Given instruction — Identify each line in the records below that contains the string "yellow", and copy every such line. Case is significant.

Records for processing —

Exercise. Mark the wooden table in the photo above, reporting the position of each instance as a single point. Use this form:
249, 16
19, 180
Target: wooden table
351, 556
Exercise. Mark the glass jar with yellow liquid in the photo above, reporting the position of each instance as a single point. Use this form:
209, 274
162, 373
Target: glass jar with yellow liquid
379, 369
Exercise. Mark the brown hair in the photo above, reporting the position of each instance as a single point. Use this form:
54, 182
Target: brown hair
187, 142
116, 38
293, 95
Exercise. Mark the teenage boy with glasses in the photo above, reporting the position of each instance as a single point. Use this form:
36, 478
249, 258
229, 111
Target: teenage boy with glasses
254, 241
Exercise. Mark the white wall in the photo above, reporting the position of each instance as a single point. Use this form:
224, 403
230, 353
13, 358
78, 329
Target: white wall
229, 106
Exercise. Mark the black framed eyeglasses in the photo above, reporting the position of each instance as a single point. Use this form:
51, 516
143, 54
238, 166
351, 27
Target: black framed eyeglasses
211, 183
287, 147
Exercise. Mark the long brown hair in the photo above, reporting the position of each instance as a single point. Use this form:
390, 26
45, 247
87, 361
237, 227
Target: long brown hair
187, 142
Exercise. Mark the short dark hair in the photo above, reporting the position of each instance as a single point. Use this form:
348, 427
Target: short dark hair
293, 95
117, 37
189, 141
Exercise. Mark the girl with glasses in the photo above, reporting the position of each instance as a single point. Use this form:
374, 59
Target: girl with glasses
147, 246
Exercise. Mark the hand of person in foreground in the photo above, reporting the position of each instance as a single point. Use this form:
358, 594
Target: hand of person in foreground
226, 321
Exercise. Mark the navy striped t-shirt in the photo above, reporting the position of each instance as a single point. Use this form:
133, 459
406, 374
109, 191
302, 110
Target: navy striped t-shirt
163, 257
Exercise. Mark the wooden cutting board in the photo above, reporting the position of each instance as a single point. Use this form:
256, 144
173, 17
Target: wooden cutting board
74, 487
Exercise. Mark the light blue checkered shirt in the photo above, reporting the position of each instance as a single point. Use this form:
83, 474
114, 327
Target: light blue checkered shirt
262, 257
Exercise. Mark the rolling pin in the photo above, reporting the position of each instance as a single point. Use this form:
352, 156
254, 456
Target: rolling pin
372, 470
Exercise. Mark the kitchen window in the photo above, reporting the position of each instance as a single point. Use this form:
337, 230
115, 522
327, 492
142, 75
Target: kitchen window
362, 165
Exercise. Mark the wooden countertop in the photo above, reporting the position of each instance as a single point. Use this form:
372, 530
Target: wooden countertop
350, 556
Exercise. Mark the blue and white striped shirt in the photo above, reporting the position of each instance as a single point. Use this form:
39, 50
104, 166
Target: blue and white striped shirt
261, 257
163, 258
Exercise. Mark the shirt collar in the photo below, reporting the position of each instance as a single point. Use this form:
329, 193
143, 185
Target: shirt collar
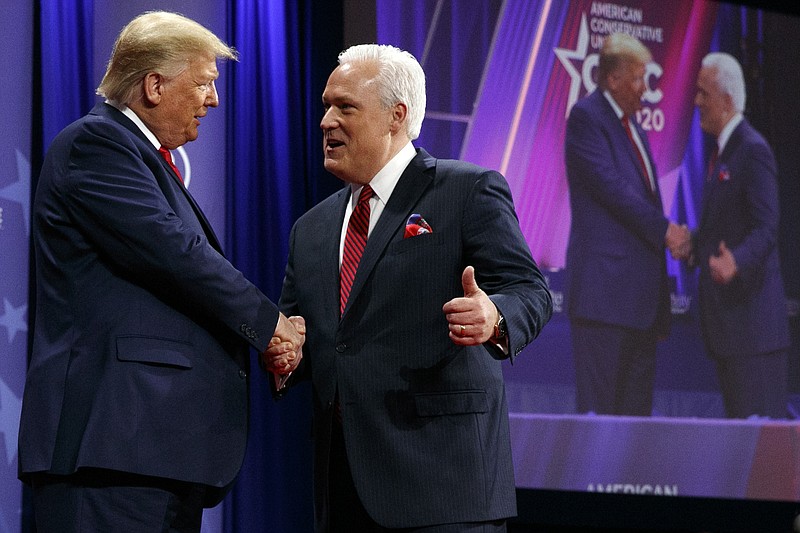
128, 112
386, 179
617, 109
726, 132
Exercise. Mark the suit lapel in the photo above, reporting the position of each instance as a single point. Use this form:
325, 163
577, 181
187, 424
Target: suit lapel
624, 140
712, 182
406, 194
116, 115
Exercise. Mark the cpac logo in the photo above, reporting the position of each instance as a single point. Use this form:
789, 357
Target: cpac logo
579, 66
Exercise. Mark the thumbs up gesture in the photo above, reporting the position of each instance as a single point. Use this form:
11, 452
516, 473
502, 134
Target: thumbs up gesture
471, 318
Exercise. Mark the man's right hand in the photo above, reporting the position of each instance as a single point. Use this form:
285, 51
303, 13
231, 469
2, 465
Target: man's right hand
285, 349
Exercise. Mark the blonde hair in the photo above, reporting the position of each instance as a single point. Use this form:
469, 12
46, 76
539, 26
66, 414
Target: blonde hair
156, 41
619, 50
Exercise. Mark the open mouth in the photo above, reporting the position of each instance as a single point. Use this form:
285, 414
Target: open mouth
333, 143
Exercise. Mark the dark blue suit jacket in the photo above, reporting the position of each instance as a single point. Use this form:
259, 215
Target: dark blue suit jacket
425, 421
616, 263
140, 348
741, 207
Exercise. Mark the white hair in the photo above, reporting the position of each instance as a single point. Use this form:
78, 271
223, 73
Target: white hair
729, 77
400, 79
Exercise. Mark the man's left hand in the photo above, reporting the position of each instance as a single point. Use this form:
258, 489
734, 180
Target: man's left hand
471, 318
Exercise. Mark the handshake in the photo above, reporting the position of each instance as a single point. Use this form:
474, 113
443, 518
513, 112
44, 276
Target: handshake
285, 349
679, 241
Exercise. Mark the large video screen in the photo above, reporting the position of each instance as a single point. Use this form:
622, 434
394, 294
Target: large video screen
502, 77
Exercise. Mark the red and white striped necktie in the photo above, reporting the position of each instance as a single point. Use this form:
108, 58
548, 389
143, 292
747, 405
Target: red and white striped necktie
354, 242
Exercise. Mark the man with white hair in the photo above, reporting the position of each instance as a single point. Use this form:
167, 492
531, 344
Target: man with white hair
742, 302
406, 337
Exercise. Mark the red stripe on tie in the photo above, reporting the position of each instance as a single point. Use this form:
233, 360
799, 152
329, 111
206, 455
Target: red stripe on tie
354, 242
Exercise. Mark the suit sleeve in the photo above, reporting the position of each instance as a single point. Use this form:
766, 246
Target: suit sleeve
761, 197
505, 269
115, 199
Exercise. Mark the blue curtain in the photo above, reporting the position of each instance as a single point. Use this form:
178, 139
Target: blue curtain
275, 174
66, 76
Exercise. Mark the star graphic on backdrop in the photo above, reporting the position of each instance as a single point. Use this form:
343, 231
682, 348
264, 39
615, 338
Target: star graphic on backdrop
20, 190
579, 54
13, 319
10, 408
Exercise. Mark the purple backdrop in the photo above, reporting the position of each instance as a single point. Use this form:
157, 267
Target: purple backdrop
15, 40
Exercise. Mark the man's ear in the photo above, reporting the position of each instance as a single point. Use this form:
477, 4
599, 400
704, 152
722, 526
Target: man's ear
399, 117
153, 87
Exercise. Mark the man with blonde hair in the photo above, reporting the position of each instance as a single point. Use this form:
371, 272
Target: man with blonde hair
618, 297
134, 415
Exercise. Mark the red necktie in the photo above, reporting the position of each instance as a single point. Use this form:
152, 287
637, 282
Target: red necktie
645, 174
168, 158
712, 162
354, 242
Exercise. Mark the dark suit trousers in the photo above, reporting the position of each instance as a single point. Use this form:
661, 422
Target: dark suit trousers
754, 385
615, 368
348, 514
104, 500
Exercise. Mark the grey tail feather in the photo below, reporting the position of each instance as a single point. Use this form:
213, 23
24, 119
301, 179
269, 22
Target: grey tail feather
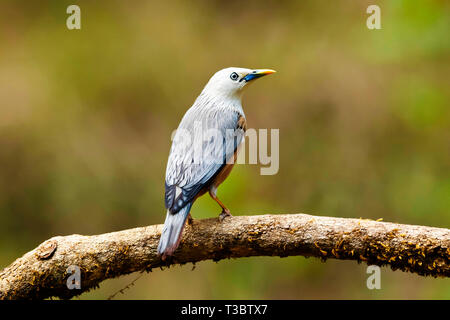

Task solution —
Exercise. Mark the glass jar with yellow liquid in the photo above, reporting the position of each instance as a single point. Use this form:
Target: glass jar with yellow liquid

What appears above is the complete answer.